───── Recorded information
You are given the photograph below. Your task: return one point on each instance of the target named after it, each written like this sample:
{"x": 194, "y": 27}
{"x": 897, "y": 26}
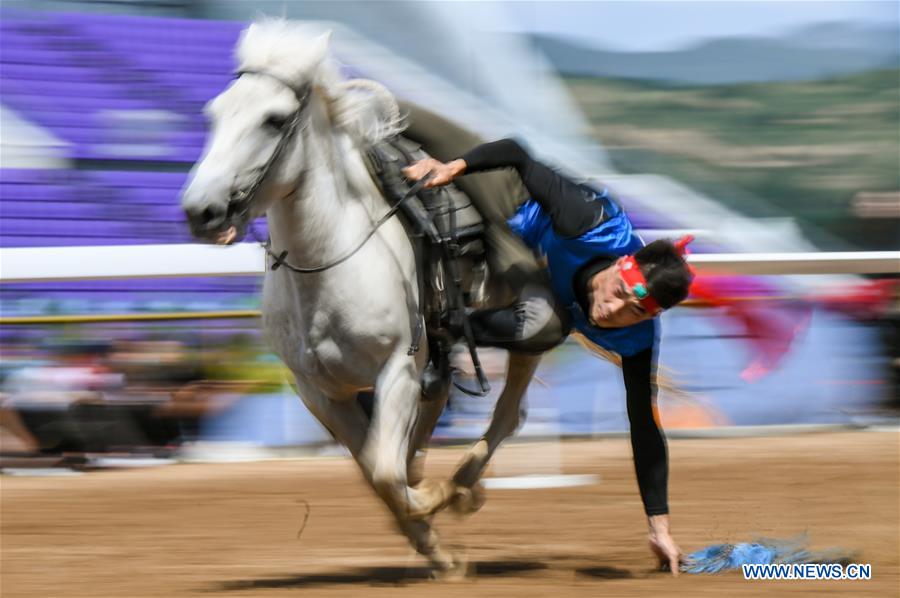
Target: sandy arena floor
{"x": 231, "y": 529}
──────────
Exercise description:
Copy out every line above word for word, omitting the picture.

Response to the task:
You are given the photograph below. Your task: return one point on each instance of the target named after it, each written like this sample:
{"x": 194, "y": 27}
{"x": 897, "y": 26}
Target: sandy arena floor
{"x": 231, "y": 529}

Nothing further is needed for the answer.